PROVIDED MATERIAL
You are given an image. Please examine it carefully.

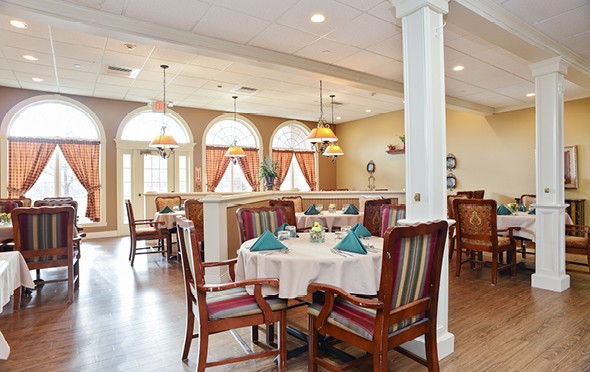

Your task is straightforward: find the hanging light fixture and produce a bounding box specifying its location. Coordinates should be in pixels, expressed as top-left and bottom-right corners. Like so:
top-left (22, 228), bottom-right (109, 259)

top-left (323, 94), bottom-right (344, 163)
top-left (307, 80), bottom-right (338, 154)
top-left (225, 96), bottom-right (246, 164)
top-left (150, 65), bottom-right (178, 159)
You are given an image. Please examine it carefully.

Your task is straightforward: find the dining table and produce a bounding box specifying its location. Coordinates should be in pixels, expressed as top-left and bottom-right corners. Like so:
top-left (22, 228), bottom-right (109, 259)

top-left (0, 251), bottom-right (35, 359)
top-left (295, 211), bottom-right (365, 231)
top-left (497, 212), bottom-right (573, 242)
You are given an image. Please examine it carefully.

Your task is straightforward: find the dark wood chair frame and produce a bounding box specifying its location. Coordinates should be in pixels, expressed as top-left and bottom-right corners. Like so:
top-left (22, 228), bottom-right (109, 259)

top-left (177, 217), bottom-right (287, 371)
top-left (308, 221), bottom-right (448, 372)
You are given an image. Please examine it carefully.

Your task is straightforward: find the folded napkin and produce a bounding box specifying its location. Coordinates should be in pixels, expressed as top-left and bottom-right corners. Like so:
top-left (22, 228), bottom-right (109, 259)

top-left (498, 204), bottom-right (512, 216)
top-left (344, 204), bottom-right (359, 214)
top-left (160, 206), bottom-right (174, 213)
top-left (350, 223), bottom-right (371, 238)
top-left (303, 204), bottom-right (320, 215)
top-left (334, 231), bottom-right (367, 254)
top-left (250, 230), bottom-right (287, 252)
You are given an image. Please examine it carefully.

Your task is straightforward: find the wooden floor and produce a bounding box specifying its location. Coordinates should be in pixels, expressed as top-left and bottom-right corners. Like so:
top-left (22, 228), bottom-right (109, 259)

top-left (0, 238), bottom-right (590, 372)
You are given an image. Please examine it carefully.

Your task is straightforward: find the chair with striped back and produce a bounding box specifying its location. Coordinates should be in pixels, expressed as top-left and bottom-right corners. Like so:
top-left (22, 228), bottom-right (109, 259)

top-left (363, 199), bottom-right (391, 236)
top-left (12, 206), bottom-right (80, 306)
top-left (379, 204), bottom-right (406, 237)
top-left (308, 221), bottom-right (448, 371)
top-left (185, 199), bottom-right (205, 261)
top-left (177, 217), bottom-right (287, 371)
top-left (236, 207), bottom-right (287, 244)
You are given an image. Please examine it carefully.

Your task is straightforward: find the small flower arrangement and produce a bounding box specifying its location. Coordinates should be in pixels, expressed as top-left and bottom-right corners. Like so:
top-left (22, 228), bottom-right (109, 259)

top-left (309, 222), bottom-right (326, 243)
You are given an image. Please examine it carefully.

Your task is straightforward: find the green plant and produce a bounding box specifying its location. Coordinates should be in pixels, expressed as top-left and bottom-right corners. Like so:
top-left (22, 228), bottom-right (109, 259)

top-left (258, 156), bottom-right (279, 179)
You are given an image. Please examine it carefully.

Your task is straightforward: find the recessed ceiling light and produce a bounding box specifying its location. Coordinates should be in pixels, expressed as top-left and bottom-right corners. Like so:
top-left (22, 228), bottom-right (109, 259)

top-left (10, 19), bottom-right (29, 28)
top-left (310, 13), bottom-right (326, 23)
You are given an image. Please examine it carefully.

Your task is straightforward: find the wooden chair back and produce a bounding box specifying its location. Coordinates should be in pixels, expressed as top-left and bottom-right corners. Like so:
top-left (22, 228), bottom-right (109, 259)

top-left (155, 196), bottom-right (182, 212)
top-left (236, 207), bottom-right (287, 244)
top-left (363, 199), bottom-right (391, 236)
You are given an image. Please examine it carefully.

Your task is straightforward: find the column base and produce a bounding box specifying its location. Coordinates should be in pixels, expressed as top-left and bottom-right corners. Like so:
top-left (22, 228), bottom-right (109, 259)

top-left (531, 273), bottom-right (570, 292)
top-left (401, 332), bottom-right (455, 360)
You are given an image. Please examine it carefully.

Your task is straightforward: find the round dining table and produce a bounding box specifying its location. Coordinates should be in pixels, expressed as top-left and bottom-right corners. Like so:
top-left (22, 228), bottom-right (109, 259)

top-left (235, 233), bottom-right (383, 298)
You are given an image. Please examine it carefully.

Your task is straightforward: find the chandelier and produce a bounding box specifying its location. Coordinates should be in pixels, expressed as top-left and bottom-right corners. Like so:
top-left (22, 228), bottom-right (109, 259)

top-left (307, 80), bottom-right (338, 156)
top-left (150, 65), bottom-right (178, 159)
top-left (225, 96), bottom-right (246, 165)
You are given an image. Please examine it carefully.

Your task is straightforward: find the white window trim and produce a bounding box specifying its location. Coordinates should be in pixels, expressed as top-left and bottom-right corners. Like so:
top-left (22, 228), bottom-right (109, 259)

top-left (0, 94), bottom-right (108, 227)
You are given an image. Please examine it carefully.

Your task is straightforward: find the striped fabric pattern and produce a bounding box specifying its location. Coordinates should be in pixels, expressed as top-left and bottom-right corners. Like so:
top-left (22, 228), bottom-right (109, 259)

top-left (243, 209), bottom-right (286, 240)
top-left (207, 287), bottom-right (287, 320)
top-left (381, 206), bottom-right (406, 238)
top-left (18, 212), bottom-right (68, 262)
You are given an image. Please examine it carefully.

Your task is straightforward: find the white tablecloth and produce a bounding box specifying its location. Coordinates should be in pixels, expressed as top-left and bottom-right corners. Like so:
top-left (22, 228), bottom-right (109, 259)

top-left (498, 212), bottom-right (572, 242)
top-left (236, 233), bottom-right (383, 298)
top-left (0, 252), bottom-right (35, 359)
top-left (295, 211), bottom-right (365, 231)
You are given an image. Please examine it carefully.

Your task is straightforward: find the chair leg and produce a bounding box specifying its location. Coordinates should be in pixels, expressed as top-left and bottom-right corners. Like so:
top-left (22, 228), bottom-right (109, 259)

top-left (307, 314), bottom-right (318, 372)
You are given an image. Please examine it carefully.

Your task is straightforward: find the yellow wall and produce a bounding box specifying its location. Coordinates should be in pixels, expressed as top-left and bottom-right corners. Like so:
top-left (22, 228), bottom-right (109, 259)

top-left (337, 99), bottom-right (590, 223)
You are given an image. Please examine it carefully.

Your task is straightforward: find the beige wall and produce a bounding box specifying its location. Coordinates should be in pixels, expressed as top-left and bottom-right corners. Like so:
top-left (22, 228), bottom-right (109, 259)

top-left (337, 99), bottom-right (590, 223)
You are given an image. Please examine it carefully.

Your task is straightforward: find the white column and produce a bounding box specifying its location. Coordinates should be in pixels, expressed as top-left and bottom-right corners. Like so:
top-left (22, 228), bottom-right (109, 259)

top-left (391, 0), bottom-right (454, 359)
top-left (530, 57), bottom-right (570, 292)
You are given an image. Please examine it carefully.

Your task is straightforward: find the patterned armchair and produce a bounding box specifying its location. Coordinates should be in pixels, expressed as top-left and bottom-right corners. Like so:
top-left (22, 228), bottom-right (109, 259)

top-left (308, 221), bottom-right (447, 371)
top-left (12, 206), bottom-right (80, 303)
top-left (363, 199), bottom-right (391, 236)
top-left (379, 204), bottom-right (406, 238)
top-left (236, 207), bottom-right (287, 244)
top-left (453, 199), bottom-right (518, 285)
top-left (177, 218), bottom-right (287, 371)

* * *

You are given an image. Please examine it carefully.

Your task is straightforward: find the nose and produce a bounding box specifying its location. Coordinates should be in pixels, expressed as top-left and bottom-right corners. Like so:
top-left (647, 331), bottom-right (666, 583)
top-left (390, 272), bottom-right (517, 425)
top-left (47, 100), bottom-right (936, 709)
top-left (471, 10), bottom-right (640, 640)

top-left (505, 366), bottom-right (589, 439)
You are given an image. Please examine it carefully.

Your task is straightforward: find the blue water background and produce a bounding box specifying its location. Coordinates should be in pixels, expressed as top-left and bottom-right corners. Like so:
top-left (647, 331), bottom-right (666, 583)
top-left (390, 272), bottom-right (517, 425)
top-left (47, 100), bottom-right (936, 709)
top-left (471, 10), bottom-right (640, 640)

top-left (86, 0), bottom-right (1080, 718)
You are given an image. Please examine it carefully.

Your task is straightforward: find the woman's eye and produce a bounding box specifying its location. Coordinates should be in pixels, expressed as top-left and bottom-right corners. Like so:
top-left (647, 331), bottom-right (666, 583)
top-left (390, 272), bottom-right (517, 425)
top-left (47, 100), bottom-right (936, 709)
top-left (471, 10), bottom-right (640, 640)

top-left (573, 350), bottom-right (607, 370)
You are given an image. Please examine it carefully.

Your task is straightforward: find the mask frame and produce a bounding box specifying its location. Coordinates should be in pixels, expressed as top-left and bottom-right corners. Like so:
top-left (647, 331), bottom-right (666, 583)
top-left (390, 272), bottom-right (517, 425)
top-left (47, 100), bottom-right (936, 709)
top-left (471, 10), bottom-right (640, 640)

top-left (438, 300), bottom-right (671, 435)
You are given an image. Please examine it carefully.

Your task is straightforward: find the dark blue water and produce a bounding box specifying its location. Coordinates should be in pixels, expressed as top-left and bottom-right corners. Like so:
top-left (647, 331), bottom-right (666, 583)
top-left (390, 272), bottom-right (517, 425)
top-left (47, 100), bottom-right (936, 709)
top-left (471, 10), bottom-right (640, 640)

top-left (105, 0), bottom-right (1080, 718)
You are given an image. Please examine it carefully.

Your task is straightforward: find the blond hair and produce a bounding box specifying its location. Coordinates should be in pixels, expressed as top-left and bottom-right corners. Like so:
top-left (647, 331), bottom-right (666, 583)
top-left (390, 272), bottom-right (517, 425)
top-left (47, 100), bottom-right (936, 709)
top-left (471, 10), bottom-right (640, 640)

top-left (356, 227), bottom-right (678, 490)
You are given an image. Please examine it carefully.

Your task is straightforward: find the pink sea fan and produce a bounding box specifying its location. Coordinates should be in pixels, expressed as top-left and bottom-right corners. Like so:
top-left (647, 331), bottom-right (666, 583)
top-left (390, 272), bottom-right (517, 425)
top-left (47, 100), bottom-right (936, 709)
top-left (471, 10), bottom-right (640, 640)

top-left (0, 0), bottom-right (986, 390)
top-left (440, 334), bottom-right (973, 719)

TASK REQUIREMENTS
List every line above that contains the string "napkin", copying each one unchanged.

RESULT
Your task is straightforward: find the folded napkin and produce a bounding box specifying its location. Coordinates should be in pixels, expressed as top-left and bottom-right corners. Like so:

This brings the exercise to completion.